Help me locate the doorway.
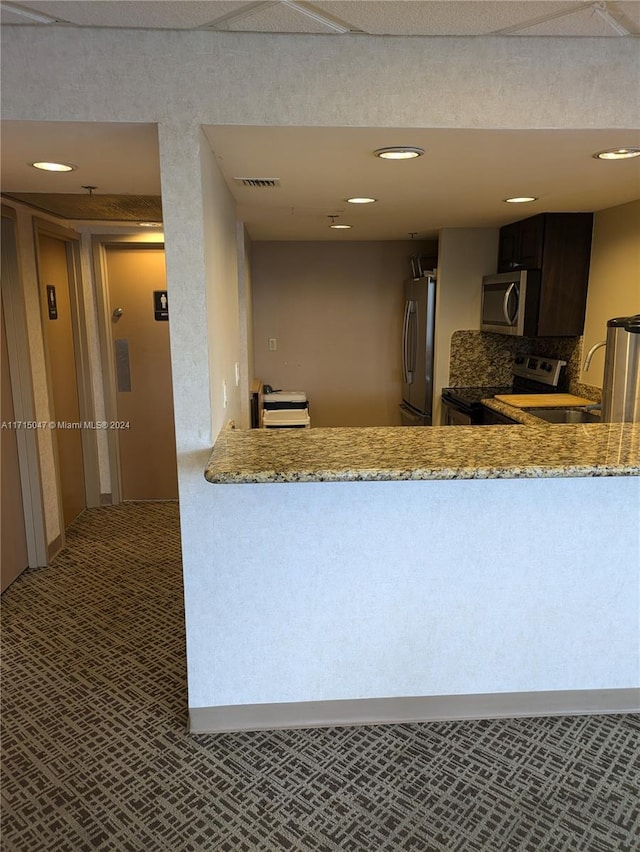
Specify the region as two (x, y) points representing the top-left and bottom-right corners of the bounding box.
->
(37, 231), (88, 528)
(1, 290), (29, 591)
(99, 243), (178, 501)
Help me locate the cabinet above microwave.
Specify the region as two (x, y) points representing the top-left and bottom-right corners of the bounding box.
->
(497, 212), (593, 337)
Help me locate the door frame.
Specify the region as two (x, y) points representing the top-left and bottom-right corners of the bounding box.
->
(92, 235), (166, 505)
(1, 207), (48, 568)
(34, 218), (101, 536)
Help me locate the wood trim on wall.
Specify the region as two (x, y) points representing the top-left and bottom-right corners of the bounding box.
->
(34, 218), (101, 512)
(1, 207), (49, 568)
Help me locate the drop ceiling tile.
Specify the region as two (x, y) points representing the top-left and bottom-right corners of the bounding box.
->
(0, 6), (42, 24)
(0, 1), (250, 29)
(4, 0), (637, 35)
(610, 0), (640, 32)
(511, 3), (634, 34)
(314, 1), (588, 36)
(215, 2), (340, 33)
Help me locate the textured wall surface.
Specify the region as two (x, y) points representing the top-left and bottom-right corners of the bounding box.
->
(3, 25), (638, 717)
(2, 29), (639, 129)
(190, 476), (639, 709)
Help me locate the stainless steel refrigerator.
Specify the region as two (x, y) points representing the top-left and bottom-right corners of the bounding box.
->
(400, 273), (437, 426)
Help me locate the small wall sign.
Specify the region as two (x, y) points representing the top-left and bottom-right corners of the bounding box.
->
(46, 285), (58, 320)
(154, 290), (169, 321)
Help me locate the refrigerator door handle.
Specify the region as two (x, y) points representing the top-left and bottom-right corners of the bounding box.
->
(403, 300), (417, 383)
(402, 299), (414, 383)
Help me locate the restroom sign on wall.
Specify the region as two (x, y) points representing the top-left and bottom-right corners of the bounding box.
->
(46, 284), (58, 319)
(153, 290), (169, 321)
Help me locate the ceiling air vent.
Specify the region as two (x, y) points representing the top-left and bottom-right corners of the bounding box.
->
(233, 177), (281, 188)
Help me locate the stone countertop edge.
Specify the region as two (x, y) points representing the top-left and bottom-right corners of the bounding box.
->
(205, 421), (640, 485)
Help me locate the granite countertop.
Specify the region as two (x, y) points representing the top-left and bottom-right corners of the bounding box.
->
(205, 420), (640, 485)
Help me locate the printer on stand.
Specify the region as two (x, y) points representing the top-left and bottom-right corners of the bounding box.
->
(262, 390), (310, 429)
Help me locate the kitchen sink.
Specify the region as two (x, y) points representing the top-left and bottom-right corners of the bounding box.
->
(526, 408), (601, 424)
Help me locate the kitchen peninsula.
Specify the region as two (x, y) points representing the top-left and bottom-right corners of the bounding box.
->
(205, 420), (639, 484)
(195, 421), (639, 734)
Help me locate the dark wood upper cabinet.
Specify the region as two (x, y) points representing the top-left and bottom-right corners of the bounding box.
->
(497, 212), (593, 336)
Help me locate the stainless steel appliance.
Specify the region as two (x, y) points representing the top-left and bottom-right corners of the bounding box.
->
(400, 273), (436, 426)
(585, 315), (640, 422)
(441, 355), (567, 425)
(481, 270), (541, 336)
(441, 386), (512, 425)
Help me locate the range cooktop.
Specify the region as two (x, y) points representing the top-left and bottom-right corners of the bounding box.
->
(442, 356), (569, 414)
(442, 385), (513, 411)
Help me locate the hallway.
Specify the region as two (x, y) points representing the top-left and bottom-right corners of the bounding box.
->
(1, 503), (638, 851)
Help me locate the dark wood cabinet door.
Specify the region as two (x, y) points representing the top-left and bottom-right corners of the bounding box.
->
(497, 222), (519, 272)
(536, 213), (593, 336)
(516, 214), (545, 268)
(496, 212), (593, 336)
(498, 215), (544, 271)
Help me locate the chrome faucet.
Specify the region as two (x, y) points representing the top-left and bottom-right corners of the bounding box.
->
(583, 339), (606, 371)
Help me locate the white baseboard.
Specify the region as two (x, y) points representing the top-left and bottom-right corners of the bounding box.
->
(189, 688), (640, 734)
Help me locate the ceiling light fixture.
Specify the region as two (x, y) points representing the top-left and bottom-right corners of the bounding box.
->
(593, 147), (640, 160)
(30, 161), (77, 172)
(346, 197), (377, 204)
(138, 222), (163, 228)
(504, 196), (538, 203)
(374, 147), (424, 160)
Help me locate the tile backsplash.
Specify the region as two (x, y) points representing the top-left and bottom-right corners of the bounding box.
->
(448, 330), (601, 402)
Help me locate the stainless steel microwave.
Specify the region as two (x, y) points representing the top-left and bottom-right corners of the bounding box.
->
(481, 270), (541, 336)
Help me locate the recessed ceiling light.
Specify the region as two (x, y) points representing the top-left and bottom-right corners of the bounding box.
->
(346, 197), (377, 204)
(138, 222), (163, 227)
(504, 196), (538, 203)
(30, 161), (78, 172)
(593, 147), (640, 160)
(374, 147), (424, 160)
(330, 223), (352, 229)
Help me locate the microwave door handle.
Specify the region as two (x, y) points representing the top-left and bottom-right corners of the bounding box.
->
(502, 282), (519, 324)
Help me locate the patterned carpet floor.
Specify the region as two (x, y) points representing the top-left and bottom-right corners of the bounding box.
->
(1, 502), (639, 851)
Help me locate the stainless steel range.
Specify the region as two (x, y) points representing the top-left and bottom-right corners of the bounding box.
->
(441, 355), (567, 425)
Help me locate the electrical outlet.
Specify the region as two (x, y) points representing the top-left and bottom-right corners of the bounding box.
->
(268, 338), (277, 351)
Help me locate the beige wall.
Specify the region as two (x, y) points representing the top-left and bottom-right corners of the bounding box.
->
(581, 200), (640, 386)
(252, 241), (432, 426)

━━━━━━━━━━━━━━━━━━━━━━━━━━━━━━

## Work required
Determine how many lines of the records above contain the word "countertop", and report only that number.

## Solution to this task
2